EXERCISE:
Find the line with "Mark the bird's" in the data below. Repeat it and every line after it up to the end, exactly, but drop the pictures.

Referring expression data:

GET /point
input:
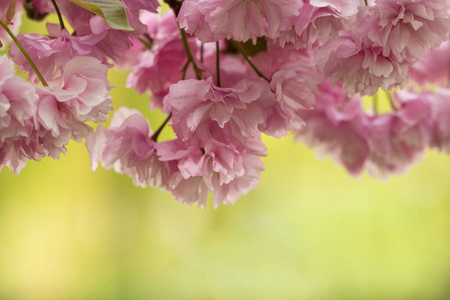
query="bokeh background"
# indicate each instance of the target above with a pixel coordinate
(308, 231)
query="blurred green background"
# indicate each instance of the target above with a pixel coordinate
(308, 231)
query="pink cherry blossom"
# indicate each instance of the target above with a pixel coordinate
(199, 106)
(294, 87)
(16, 21)
(360, 65)
(79, 96)
(408, 27)
(212, 20)
(434, 67)
(127, 146)
(398, 139)
(318, 20)
(337, 127)
(221, 167)
(17, 109)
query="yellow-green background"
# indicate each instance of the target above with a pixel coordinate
(308, 231)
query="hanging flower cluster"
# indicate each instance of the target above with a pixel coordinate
(225, 72)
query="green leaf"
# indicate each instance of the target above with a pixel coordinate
(113, 11)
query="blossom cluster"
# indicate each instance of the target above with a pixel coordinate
(225, 72)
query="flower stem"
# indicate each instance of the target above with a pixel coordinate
(239, 48)
(217, 65)
(158, 131)
(183, 76)
(19, 45)
(375, 104)
(201, 52)
(161, 127)
(61, 21)
(198, 72)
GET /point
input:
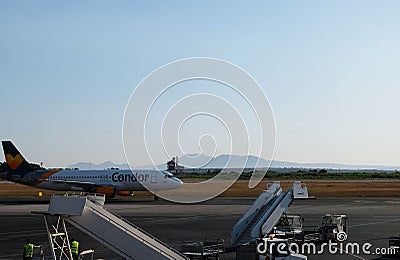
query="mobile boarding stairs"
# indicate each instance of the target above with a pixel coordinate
(260, 219)
(87, 213)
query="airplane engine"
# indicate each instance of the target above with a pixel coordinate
(109, 191)
(125, 193)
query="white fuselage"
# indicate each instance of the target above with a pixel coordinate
(122, 180)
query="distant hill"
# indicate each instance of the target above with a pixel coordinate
(234, 161)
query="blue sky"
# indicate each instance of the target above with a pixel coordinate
(330, 70)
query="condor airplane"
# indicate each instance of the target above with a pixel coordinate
(108, 182)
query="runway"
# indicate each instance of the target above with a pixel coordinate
(371, 220)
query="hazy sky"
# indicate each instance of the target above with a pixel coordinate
(329, 68)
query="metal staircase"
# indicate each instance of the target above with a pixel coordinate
(264, 214)
(125, 239)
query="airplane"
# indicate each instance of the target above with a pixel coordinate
(108, 182)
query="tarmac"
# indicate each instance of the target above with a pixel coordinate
(371, 220)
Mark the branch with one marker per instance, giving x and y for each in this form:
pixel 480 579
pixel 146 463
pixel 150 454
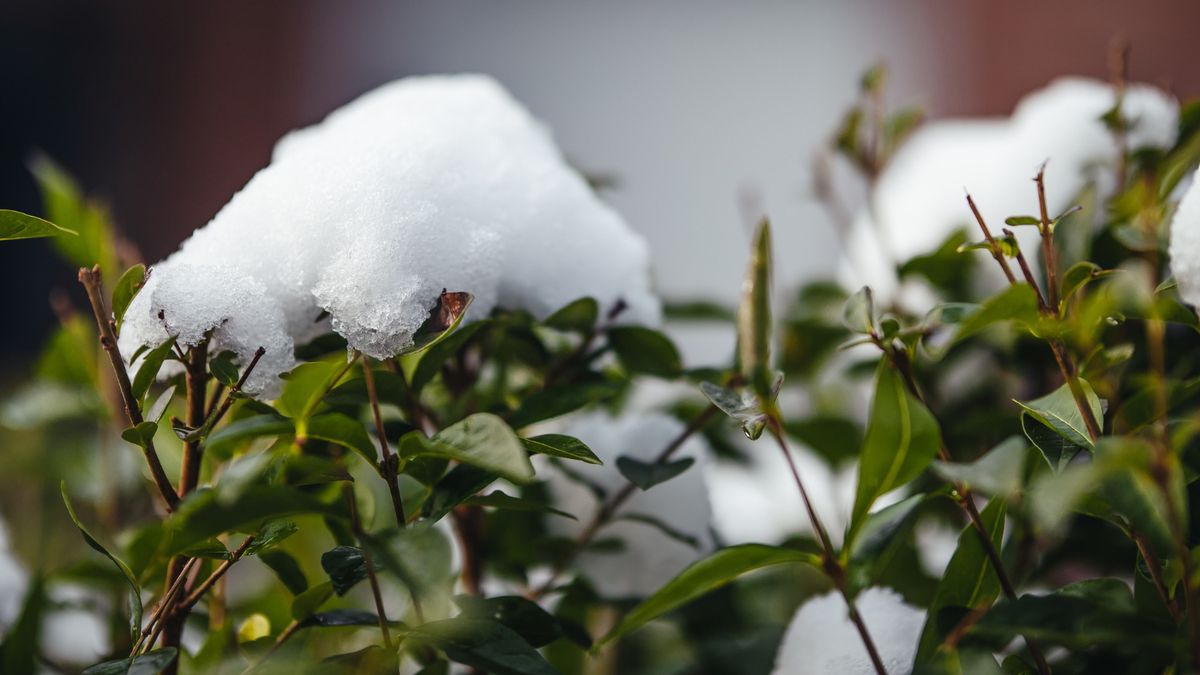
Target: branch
pixel 91 284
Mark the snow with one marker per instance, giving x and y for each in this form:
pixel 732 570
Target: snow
pixel 821 638
pixel 648 557
pixel 423 184
pixel 1185 248
pixel 918 201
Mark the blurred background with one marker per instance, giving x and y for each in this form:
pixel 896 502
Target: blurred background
pixel 706 113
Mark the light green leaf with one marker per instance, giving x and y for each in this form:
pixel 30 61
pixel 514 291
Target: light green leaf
pixel 481 440
pixel 16 225
pixel 703 577
pixel 133 592
pixel 561 446
pixel 901 438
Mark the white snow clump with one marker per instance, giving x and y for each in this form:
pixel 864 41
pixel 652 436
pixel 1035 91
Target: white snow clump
pixel 1185 248
pixel 648 559
pixel 821 638
pixel 919 201
pixel 423 184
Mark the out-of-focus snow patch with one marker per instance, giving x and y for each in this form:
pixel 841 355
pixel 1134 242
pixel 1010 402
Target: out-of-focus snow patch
pixel 648 557
pixel 821 638
pixel 420 185
pixel 918 201
pixel 1186 245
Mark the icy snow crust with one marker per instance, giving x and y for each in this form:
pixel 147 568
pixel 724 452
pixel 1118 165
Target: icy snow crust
pixel 648 559
pixel 1185 249
pixel 919 198
pixel 821 638
pixel 419 185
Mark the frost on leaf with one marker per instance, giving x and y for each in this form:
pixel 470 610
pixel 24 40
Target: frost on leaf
pixel 360 221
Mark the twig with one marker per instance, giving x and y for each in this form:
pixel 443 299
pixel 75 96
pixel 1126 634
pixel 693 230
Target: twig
pixel 833 566
pixel 389 464
pixel 606 511
pixel 367 561
pixel 203 587
pixel 91 284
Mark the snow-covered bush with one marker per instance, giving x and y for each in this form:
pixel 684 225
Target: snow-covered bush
pixel 403 406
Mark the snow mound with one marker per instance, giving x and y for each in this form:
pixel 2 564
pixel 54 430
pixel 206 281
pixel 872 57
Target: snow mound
pixel 918 201
pixel 1185 250
pixel 821 638
pixel 648 559
pixel 423 184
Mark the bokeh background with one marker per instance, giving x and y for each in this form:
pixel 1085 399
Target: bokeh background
pixel 706 113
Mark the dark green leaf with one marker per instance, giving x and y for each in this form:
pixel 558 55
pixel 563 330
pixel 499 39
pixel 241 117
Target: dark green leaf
pixel 703 577
pixel 133 592
pixel 16 225
pixel 647 475
pixel 969 580
pixel 144 664
pixel 901 438
pixel 149 369
pixel 127 286
pixel 645 351
pixel 559 446
pixel 502 501
pixel 484 644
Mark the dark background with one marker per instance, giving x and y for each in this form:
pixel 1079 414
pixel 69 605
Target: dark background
pixel 167 108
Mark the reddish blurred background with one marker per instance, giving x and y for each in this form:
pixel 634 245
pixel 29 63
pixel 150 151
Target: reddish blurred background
pixel 167 108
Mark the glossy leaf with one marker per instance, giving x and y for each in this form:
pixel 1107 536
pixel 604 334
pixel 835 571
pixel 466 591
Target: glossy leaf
pixel 703 577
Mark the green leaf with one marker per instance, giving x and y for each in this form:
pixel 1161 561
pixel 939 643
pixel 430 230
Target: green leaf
pixel 647 475
pixel 66 205
pixel 287 569
pixel 1057 412
pixel 645 351
pixel 149 369
pixel 1017 303
pixel 901 438
pixel 858 315
pixel 481 440
pixel 579 316
pixel 156 410
pixel 754 316
pixel 461 483
pixel 144 664
pixel 133 595
pixel 141 435
pixel 522 615
pixel 339 429
pixel 16 225
pixel 309 602
pixel 561 446
pixel 969 581
pixel 225 440
pixel 486 645
pixel 703 577
pixel 996 473
pixel 881 529
pixel 1021 220
pixel 499 500
pixel 126 288
pixel 18 651
pixel 346 567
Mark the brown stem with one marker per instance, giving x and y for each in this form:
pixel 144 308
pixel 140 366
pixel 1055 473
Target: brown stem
pixel 964 497
pixel 833 567
pixel 91 284
pixel 1048 249
pixel 389 464
pixel 609 508
pixel 367 561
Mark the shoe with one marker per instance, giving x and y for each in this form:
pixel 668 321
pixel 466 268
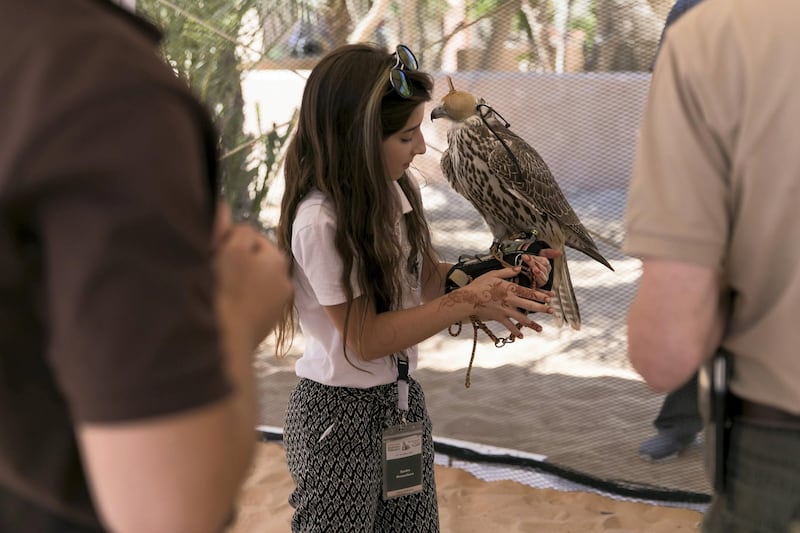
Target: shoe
pixel 665 446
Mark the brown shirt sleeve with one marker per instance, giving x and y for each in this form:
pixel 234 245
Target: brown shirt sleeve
pixel 125 219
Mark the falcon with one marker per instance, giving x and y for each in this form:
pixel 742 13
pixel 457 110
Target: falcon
pixel 512 188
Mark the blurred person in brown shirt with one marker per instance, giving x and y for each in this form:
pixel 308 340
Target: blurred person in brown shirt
pixel 712 211
pixel 128 316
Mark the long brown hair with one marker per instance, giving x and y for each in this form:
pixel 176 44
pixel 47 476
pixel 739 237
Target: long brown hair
pixel 348 110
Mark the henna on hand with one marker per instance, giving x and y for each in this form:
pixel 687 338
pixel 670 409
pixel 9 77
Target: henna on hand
pixel 495 292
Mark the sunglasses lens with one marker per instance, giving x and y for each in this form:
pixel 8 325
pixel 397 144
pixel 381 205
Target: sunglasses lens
pixel 406 58
pixel 399 83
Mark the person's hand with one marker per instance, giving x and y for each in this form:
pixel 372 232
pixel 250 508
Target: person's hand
pixel 253 283
pixel 494 298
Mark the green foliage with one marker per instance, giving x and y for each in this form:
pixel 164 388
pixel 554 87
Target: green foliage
pixel 203 42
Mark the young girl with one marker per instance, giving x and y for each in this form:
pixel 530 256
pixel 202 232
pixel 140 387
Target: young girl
pixel 368 288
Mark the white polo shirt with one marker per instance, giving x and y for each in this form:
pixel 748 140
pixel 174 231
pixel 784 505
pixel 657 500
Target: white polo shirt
pixel 316 277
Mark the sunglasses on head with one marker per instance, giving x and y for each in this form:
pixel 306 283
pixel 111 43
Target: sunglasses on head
pixel 397 78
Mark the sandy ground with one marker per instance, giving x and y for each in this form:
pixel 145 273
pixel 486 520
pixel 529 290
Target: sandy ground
pixel 469 505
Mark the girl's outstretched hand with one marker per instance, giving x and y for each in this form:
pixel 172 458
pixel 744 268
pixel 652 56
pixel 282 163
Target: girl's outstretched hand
pixel 494 298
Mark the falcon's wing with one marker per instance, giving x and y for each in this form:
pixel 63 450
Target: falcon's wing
pixel 533 184
pixel 532 180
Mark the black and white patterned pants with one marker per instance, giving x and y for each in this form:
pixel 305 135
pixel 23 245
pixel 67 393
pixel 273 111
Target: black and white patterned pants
pixel 333 439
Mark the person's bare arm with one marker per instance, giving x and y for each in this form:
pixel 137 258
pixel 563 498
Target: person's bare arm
pixel 181 473
pixel 489 297
pixel 674 322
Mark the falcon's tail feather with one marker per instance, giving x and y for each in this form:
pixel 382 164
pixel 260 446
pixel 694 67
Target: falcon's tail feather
pixel 565 306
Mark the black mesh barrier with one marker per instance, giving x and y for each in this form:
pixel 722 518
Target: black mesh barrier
pixel 571 77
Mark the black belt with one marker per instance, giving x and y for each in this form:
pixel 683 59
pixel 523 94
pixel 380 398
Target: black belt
pixel 764 415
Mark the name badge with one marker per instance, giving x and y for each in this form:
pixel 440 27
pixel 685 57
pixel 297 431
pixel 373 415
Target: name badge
pixel 402 460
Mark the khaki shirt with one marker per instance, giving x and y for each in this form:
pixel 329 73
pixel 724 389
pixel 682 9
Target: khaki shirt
pixel 716 179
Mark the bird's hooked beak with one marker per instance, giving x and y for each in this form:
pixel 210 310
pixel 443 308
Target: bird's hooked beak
pixel 456 105
pixel 438 112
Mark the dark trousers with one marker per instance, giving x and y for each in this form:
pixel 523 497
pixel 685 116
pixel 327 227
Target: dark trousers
pixel 18 515
pixel 680 413
pixel 763 483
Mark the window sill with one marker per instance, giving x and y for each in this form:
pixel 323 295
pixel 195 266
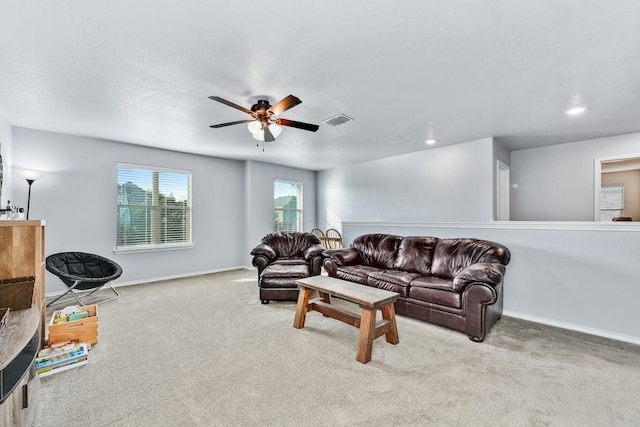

THE ANSWER:
Mark the bird's hooked beak with one marker per instance, giving x and y for each in this form:
pixel 210 310
pixel 443 308
Target: bird's hooked beak
pixel 456 105
pixel 438 112
Mark the dark trousers with one marker per instance, giving x and y for each in this form:
pixel 523 497
pixel 685 116
pixel 327 227
Target: dark trousers
pixel 18 515
pixel 680 413
pixel 763 483
Mark the window sill with one marker per instance, giving x and y for each in this form:
pixel 323 295
pixel 195 266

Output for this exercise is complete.